== Segment start ==

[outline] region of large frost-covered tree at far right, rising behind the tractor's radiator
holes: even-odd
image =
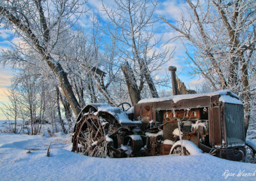
[[[231,89],[244,103],[247,131],[255,92],[255,1],[186,0],[190,19],[170,23],[186,43],[191,68],[213,89]],[[195,55],[189,54],[195,47]]]

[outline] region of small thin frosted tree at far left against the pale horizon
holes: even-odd
[[[38,134],[44,121],[45,87],[38,86],[38,75],[28,75],[24,71],[13,80],[15,82],[9,89],[11,94],[8,96],[12,106],[5,106],[9,108],[6,113],[11,114],[15,122],[18,119],[30,120],[31,134]],[[10,110],[11,107],[13,110]]]

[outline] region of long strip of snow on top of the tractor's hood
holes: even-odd
[[[223,91],[209,92],[209,93],[203,93],[203,94],[182,94],[182,95],[170,96],[165,98],[142,99],[138,103],[154,103],[159,101],[170,101],[170,100],[173,100],[173,103],[177,103],[178,101],[184,100],[184,99],[200,98],[204,96],[211,97],[216,95],[227,96],[228,94],[230,94],[232,97],[235,97],[233,99],[236,99],[236,98],[239,99],[238,96],[236,94],[233,94],[231,91],[223,90]],[[231,96],[228,96],[228,97],[232,98]],[[238,101],[239,100],[237,100],[236,102],[238,103]],[[239,101],[239,104],[241,104],[240,101]]]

== Segment end ==

DESCRIPTION OF THE TASK:
What is needed is an exact copy of the entries, without any images.

RESULT:
[outline] region of large frost-covered tree at far right, rising behind the tractor's radiator
holes: even-odd
image =
[[[231,89],[244,103],[247,131],[255,92],[255,1],[186,0],[190,19],[170,23],[186,43],[191,68],[213,89]],[[195,55],[189,54],[195,47]]]

[outline] region of small thin frosted tree at far left against the pale horizon
holes: even-odd
[[[38,134],[44,121],[45,87],[38,86],[38,75],[28,75],[24,71],[13,80],[15,82],[9,89],[11,94],[8,96],[12,106],[5,106],[9,108],[6,113],[11,114],[15,122],[18,119],[30,120],[31,134]],[[10,110],[11,107],[13,110]]]

[outline] region of long strip of snow on top of the tractor's hood
holes: even-odd
[[[223,91],[209,92],[209,93],[203,93],[203,94],[182,94],[182,95],[170,96],[165,98],[142,99],[138,103],[154,103],[159,101],[170,101],[170,100],[173,100],[173,103],[177,103],[178,101],[184,100],[184,99],[200,98],[204,96],[211,97],[216,95],[227,96],[228,94],[230,94],[232,97],[235,97],[233,99],[236,99],[236,98],[239,99],[238,96],[236,94],[233,94],[231,91],[223,90]],[[231,96],[228,96],[228,97],[232,98]],[[238,101],[239,100],[237,100],[236,102],[238,103]],[[239,101],[239,104],[241,104],[240,101]]]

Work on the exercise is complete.